▶ **Aim**: Retype the material word for word.

━━━━━━━━━━

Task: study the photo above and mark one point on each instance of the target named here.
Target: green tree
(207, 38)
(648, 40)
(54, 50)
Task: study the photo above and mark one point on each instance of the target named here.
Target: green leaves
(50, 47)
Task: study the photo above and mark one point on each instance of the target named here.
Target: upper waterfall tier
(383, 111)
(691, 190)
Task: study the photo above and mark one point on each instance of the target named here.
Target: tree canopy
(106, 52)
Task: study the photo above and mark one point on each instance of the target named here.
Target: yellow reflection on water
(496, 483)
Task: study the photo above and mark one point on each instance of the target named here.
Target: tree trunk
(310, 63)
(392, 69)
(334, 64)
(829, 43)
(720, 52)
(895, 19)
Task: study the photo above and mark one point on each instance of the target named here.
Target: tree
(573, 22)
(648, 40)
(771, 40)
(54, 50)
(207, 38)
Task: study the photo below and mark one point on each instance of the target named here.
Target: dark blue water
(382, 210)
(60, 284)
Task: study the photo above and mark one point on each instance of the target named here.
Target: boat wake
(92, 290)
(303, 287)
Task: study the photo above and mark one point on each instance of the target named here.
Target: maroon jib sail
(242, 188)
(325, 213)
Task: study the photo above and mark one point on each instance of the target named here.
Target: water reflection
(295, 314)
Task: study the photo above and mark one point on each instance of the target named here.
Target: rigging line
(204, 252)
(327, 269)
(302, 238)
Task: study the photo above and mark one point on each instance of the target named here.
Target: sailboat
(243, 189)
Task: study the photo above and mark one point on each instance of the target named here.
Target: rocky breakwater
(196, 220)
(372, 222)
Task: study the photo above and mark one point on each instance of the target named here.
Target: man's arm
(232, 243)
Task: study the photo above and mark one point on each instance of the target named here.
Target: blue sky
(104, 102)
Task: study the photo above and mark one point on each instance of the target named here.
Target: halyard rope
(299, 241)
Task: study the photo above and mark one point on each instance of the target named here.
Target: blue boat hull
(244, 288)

━━━━━━━━━━

▶ **Task output**:
Task: study the photo above and mark one point on each instance of the target named here.
Target: green tree
(207, 38)
(648, 40)
(54, 50)
Task: study the photo above and mark one point on each instance of the target named here.
Target: green leaves
(50, 47)
Task: study the photo above and mark one point on each instance of the target named here.
Target: upper waterfall tier
(383, 111)
(691, 190)
Task: study the photo above and mark one point on each instance of the target named here.
Target: tree canopy
(106, 52)
Task: study the photo above and mark one point on each instance of the target named here.
Target: yellow reflection on water
(496, 483)
Task: study the photo above and mark one point on each instance of the target named here.
Target: tree trunk
(310, 63)
(392, 69)
(334, 64)
(829, 43)
(720, 52)
(895, 19)
Task: study the photo above and mark one point on each instance of the target named here.
Target: tree
(573, 22)
(648, 40)
(771, 40)
(54, 50)
(207, 38)
Task: study the photo below and mark one point on each instance of the target named here.
Target: dark blue water
(382, 210)
(60, 284)
Task: study the photo above and mark one point on each instance of the target named here.
Target: boat wake
(92, 290)
(303, 287)
Task: study the photo above and mark one point on each instance of the target named here.
Target: maroon jib sail
(242, 188)
(325, 213)
Task: study the photo above and mark one point on each instance of the target named here.
Target: water reflection
(295, 314)
Task: study the photo above and mark one point on each instance of the target named here.
Target: rigging line
(204, 252)
(327, 269)
(302, 238)
Task: study the photo above and mark one point on each instance of the target named here.
Target: sailboat
(243, 189)
Task: study the photo above and mark one point on each instance of the target named here.
Target: rocky breakwater
(196, 220)
(372, 222)
Task: study the photo above and mark one point on each instance of the target named here.
Target: man's arm
(232, 243)
Task: study the photo above and mark one point on each instance of the target named here.
Target: blue sky
(104, 102)
Task: study the photo above and mark one point on each instance of the target named here.
Target: halyard rope
(299, 241)
Task: study the photo above and mark one point on each instance of the target named here.
Target: blue boat hull
(244, 288)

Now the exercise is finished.